## PAGE TEXT
++++++

FM13 brought in Classic Mode as a low-fat version of the game -- pitched somewhere in between the immersive leviathan of the proper game, and the more casually-minded mobile edition -- and that legacy is continued here, but more so in the full-fat version of the game if anything. There's clear convergence between the two modes, with Classic expanded this year to deliver a little more depth, and the main mode making concessions towards accessibility, not by dumbing things down, but by providing managers with more feedback than ever. If you want to take the reins for absolutely everything in the game, then you pretty much can, but even at lower league clubs there's a network of assistants (who need to be picked and told what to do by you, mind) to help place the info you need in front of you.
The tweaked and revised UI places more focus on the news stream, and the vast majority of your business can actually be conducted directly from here, with only occasional need to dabble in the drop-down menus. Overlays and pop-up captions appear whenever you brush an object of even remote interest, delivering important contextual information. Nowhere is this more useful than on the tactical screen, with positions, visual statistical feedback and role suitability all available from a single screen, and formation affinity broken down into key areas to be scrutinised and pored over. The reports and the feedback from the scouting network -- which, at the time, consisted of one peripatetic 50-year old -- told me instantly what I needed to know if I wanted to get cracking, but also allowed for hours of deep study should I desire.
Adding to this spirit of revamped communication are your dealings with the board and the media. You can leak stories to the press if you so wish, in the hopes of creating a media storm that might pressurise the board into giving in. Alternatively, it might get you fired. Team talks count for much more than they used to, with morale playing a huge part in proceedings. Having played as Yeovil, who found themselves in the Championship this season, with little of the resources enjoyed by the clubs in the division who flirt with Premier League football on a semi-regular basis, losses are to be expected. So every team talk, every signing, every little bit of interaction with the press, these have a great effect on team morale, and therefore the execution of one's tactical plans.

++++++

## TO BE DONE
[1] Answer these from the game review text:
(a) Which mode did FM13 introduce?
(b) What did the scouting network consist of at the time?
(c) Which club did the reviewer play as?
[2] Carry on the football management game review with new writing that picks up after its final sentence.

## Location labeling records
++++++

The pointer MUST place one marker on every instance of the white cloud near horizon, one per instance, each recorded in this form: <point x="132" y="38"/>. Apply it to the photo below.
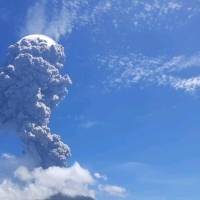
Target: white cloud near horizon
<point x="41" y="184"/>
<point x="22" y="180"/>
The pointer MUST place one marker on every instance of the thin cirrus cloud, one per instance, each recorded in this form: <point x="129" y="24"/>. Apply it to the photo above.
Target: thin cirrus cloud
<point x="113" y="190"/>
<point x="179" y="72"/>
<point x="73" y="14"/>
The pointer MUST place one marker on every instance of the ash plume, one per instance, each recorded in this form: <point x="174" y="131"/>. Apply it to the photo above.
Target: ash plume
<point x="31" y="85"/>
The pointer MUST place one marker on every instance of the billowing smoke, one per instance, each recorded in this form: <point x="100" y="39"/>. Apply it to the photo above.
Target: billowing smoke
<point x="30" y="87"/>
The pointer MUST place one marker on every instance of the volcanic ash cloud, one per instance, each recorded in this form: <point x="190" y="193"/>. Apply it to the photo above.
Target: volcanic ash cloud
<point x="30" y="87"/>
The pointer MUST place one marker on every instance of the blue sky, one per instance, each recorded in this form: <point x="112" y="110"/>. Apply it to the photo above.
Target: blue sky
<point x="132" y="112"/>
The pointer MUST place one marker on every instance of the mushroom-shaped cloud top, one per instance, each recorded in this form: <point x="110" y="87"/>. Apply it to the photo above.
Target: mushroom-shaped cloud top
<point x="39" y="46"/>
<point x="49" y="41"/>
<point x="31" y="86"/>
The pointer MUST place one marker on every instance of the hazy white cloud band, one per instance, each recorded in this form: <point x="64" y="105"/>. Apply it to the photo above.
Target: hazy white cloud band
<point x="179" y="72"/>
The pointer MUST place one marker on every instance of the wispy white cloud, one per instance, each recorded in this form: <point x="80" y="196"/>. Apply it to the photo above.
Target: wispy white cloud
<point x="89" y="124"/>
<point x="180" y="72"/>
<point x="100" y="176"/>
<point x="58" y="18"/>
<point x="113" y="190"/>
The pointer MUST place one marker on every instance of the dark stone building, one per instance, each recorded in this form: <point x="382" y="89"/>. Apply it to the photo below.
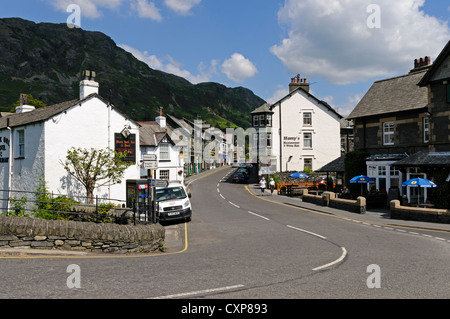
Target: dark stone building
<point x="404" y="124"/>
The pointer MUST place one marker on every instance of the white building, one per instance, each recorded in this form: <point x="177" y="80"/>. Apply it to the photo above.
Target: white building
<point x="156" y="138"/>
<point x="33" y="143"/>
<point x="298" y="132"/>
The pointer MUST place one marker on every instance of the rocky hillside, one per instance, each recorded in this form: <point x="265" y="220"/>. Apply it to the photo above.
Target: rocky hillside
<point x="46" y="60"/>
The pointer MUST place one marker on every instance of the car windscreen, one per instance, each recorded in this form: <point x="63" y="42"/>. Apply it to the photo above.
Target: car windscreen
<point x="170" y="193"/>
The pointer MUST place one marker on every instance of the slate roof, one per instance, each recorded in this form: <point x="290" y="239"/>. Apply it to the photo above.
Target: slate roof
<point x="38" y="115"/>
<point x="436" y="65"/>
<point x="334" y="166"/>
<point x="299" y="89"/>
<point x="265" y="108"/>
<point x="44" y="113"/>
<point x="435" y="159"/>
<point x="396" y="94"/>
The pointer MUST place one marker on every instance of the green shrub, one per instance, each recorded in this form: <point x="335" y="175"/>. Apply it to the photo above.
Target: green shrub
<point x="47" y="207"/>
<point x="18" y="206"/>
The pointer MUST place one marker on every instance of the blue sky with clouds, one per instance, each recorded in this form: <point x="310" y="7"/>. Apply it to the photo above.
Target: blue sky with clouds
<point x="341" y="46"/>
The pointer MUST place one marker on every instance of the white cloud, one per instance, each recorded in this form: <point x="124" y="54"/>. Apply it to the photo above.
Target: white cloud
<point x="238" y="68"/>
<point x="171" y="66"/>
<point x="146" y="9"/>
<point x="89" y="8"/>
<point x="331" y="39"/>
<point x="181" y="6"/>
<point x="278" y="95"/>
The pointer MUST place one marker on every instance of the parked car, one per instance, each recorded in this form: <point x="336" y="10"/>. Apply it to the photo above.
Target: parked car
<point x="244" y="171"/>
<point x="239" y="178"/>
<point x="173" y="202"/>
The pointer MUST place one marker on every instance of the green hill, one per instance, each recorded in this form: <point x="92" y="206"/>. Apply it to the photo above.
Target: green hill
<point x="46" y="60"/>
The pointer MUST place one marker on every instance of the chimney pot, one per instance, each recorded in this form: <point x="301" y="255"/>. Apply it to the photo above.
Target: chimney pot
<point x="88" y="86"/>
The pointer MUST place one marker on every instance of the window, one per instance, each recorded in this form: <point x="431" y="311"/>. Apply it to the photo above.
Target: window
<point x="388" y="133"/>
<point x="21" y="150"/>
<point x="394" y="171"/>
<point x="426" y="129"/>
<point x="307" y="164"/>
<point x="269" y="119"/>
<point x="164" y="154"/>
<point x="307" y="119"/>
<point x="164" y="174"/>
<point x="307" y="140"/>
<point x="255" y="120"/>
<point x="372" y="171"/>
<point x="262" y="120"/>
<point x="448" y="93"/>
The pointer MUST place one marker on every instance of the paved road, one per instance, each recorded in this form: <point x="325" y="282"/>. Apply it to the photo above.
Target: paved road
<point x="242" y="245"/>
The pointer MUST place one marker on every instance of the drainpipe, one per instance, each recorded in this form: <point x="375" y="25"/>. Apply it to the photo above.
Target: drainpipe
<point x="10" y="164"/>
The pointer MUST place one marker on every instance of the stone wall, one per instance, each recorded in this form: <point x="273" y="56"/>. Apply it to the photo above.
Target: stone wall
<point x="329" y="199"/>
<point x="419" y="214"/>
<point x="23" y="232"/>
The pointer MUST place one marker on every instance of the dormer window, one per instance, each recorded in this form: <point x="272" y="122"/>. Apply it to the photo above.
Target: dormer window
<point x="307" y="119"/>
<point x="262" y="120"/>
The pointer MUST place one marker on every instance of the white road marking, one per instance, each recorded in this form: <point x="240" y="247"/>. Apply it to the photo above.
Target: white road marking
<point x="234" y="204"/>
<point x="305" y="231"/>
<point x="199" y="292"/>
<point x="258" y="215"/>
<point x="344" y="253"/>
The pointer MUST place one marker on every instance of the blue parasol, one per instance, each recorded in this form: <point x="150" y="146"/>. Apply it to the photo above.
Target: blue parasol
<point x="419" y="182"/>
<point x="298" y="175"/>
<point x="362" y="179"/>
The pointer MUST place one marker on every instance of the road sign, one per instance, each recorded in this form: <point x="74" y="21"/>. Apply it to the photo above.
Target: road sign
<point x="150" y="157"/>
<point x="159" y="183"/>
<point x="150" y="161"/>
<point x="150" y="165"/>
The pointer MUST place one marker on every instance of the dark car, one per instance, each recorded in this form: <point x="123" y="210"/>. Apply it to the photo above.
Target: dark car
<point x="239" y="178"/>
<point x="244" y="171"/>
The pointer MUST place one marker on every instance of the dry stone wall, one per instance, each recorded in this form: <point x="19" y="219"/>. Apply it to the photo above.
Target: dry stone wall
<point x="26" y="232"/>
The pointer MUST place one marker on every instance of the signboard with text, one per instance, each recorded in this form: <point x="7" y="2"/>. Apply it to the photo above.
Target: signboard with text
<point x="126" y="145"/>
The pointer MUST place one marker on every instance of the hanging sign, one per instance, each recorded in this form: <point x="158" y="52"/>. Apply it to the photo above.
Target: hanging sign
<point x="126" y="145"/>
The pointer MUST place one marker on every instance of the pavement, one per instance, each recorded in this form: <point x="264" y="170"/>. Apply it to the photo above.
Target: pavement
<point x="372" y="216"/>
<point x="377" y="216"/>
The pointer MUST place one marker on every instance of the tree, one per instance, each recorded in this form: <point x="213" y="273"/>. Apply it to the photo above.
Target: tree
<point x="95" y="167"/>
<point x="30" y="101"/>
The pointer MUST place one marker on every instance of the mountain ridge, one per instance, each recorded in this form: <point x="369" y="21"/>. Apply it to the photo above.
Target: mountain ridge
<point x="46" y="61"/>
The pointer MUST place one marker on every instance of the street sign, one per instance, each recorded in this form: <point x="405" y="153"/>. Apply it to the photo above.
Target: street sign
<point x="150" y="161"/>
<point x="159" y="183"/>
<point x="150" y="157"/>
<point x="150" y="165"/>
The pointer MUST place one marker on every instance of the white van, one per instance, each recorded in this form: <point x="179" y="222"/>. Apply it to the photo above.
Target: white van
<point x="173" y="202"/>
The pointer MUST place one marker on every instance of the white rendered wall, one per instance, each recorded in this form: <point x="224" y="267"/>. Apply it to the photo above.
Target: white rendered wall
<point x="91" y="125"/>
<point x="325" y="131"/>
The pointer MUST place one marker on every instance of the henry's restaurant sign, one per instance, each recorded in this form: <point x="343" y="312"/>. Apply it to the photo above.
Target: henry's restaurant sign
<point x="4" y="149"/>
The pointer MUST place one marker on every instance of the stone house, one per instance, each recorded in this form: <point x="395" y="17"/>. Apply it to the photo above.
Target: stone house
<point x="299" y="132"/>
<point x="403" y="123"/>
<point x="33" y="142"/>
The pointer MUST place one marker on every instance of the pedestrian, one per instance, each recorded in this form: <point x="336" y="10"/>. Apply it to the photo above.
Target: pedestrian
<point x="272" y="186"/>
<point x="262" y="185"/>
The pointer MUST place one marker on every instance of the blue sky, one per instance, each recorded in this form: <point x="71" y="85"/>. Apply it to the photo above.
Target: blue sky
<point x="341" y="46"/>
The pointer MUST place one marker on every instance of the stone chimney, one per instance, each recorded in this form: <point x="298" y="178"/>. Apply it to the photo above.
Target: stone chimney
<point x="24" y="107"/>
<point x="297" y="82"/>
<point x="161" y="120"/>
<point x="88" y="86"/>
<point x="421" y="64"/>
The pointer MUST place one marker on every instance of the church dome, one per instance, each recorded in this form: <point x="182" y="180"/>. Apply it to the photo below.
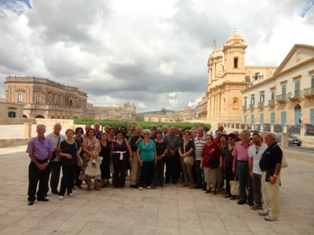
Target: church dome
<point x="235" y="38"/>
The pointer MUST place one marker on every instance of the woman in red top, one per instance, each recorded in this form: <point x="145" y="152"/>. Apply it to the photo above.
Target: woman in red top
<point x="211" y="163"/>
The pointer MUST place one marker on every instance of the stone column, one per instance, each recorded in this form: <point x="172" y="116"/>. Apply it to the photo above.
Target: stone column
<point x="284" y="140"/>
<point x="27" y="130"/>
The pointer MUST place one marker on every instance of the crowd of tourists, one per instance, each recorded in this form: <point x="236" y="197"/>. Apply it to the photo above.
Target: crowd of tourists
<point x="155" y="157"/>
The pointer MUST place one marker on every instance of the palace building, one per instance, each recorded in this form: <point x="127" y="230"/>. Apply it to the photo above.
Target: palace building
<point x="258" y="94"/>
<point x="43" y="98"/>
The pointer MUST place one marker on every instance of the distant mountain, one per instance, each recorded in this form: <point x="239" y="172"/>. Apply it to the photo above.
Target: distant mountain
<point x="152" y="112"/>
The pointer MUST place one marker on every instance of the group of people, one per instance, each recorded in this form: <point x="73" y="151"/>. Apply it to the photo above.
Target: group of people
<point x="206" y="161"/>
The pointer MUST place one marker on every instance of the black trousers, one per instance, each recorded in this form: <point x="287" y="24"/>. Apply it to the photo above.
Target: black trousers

++++++

## ANSWERS
[1]
(a) Classic Mode
(b) One peripatetic 50-year-old
(c) Yeovil

[2]
Journalists are slippery little sh**s to be honest (we should know), and FM14 reflects that brilliantly. Reporters will come knocking with gossip games, having pulled a quote out of context from another manager's presser, hoping to start turf wars and create controversies out of nothing. It's really quite rewarding to engage with the manipulative machinations of the press engine and attempt to try and better play the game. Given the greater importance afforded to morale, the more frequent interventions by club boards, and the need to boost one's personal portfolio, media exchanges have a little more bite to them this time around. Nothing major, you understand, but an improvement nonetheless.
Transfers are smoother and slicker than ever before, with a Suggest Terms option allowing you to haggle in real-time with teams as one might over the phone without having to fast-forward in 15-minute intervals, incrementally increasing a bid time after time, and SI do a good job of opening up deadline day and creating a sense of the madness that engulfs the footballing industry twice a year. That being said, I've found that players, agents, and clubs can have an inflated opinion f value in this game, with difficulties over haggling and wage packets often proving hilariously overblown. David Bentley is one of the finest players you can pick up on a free transfer, but his ludicrous wage demands mean that the only destinations open to him are clubs who definitely don't need him.
So there's a little picture of some of the changes made to FM14 this year. It's really all about accessible depth, and that phrase shouldn't send you running. This is the grail: the ability to do more in less time thanks to clever UI redesign and improved feedback systems without sacrificing the need for deep micromanagement should you be wanting a challenge. Better yet, for the first time in years, the Premier League is genuinely wide-open. You can't jump into the hotseat at Manchester United and coast to victory, and that's terribly exciting, both in-game and out in the real world too.
Though frankly, I've forgotten what the Sun looks like.